The iconic W distress symbol had been flickering in the sky of a city no longer the undisputed center of the hip-hop universe. But often times, heroes reemerge only to thicken the plot. Though it was rough—the group’s past two years have been dominated by infighting (Raekwon equated his odds of appearing on the album to “climbing up a fuckin’ mountain if you got on slippers”) and pushed release dates (would have dropped last year for the 20th anniversary of the seminal Enter The Wu-Tang)—A Better Tomorrow still meant new music from the Wu-Tang Clan, something that can never be overlooked.

But for all of its 36 Chambers allusions, A Better Tomorrow lacks the nuances and mythos that the world has worshipped since ‘93. There are plenty of standout moments, and several members bring the inspired verses. But A Better Tomorrow leans far closer to 8 Diagrams than the heavily-referenced “Protect Ya Neck,” and while the highs are infectious and the socially conscious verses couldn’t be more timely, the Wu’s chemistry is far removed from the days of Killer tape searches.

Referring-expression pointing data:
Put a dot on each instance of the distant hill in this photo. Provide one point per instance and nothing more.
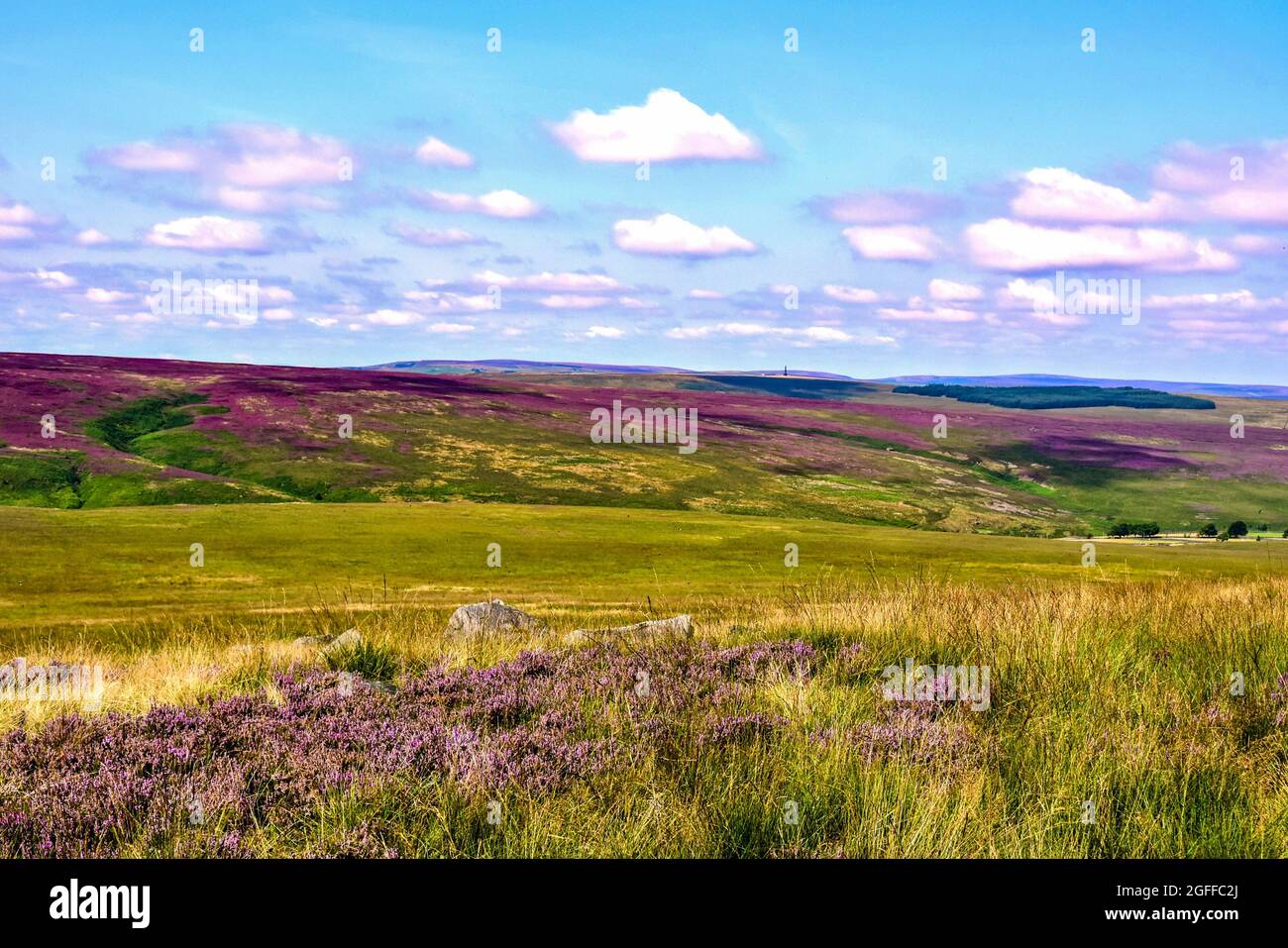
(1029, 378)
(1193, 388)
(1035, 397)
(536, 368)
(95, 432)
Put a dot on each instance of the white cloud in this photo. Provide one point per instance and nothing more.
(423, 237)
(494, 204)
(917, 313)
(97, 294)
(570, 301)
(549, 282)
(391, 317)
(437, 154)
(1012, 245)
(666, 128)
(894, 243)
(1060, 194)
(850, 294)
(90, 237)
(947, 290)
(207, 233)
(669, 235)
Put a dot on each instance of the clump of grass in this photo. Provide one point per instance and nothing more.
(372, 660)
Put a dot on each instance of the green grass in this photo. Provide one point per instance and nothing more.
(124, 424)
(1111, 685)
(1030, 397)
(91, 566)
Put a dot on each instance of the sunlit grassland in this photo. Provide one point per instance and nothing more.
(1109, 685)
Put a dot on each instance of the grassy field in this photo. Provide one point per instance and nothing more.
(1112, 728)
(94, 567)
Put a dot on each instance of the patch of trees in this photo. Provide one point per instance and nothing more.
(1056, 395)
(1133, 530)
(1235, 530)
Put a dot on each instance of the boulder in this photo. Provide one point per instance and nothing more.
(658, 627)
(347, 640)
(485, 618)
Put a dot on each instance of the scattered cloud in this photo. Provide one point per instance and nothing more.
(428, 237)
(248, 166)
(884, 206)
(494, 204)
(666, 128)
(945, 290)
(850, 294)
(1010, 245)
(209, 235)
(902, 243)
(1059, 194)
(669, 235)
(437, 154)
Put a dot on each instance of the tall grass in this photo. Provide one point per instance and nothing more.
(1136, 719)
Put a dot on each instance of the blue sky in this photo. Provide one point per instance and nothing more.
(791, 210)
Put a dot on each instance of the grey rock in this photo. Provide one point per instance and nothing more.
(348, 639)
(484, 618)
(658, 627)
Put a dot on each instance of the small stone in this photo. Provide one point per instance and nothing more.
(483, 618)
(652, 629)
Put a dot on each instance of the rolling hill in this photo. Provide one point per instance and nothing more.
(145, 432)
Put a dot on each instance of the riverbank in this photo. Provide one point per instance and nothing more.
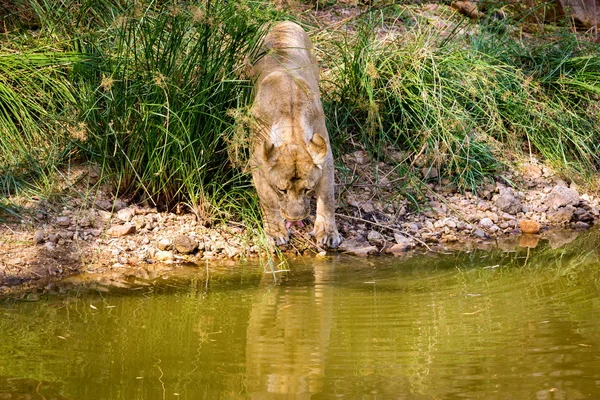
(444, 128)
(117, 241)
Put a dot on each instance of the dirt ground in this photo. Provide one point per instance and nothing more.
(113, 241)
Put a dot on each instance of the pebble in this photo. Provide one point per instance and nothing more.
(162, 255)
(38, 236)
(186, 245)
(121, 230)
(529, 226)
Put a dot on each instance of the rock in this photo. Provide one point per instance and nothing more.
(103, 204)
(357, 248)
(38, 236)
(397, 249)
(126, 214)
(486, 222)
(401, 239)
(375, 238)
(120, 204)
(581, 225)
(529, 226)
(430, 173)
(63, 221)
(450, 223)
(121, 230)
(185, 244)
(480, 234)
(583, 216)
(562, 215)
(508, 202)
(561, 196)
(367, 207)
(530, 241)
(165, 244)
(163, 256)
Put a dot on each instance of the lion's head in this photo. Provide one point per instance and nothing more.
(293, 172)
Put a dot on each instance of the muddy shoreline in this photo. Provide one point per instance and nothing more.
(114, 241)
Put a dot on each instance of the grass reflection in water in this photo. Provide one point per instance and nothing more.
(521, 324)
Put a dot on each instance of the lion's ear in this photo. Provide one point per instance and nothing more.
(317, 148)
(266, 151)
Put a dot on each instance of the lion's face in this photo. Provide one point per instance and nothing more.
(292, 174)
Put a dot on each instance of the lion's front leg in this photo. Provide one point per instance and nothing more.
(274, 223)
(325, 230)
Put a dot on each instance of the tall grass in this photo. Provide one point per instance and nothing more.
(37, 106)
(159, 91)
(463, 103)
(150, 90)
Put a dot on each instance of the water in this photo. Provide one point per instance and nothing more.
(488, 325)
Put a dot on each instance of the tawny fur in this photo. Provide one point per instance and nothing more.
(291, 156)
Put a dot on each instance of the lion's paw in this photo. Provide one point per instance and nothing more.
(331, 238)
(278, 236)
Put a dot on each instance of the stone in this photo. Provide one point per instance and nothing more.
(508, 202)
(529, 226)
(430, 173)
(561, 196)
(165, 244)
(63, 221)
(367, 207)
(480, 234)
(583, 216)
(403, 240)
(375, 238)
(121, 230)
(126, 214)
(185, 244)
(163, 256)
(356, 248)
(562, 215)
(581, 225)
(103, 204)
(530, 241)
(450, 223)
(486, 222)
(397, 249)
(38, 236)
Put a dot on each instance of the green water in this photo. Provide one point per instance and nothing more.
(492, 325)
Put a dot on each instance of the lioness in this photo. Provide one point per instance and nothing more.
(291, 157)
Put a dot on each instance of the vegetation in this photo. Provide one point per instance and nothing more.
(154, 93)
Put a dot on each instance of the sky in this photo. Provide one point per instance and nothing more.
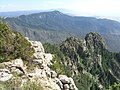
(97, 8)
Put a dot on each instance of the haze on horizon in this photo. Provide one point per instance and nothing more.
(96, 8)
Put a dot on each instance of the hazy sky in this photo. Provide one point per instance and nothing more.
(102, 8)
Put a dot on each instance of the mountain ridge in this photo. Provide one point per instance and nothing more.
(55, 24)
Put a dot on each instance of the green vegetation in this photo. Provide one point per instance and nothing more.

* TASK REQUIREMENTS *
Reproduce the album review word for word between "But for all" and "Killer tape searches.", inclusive.

* TASK SOLUTION *
But for all of its 36 Chambers allusions, A Better Tomorrow lacks the nuances and mythos that the world has worshipped since ‘93. There are plenty of standout moments, and several members bring the inspired verses. But A Better Tomorrow leans far closer to 8 Diagrams than the heavily-referenced “Protect Ya Neck,” and while the highs are infectious and the socially conscious verses couldn’t be more timely, the Wu’s chemistry is far removed from the days of Killer tape searches.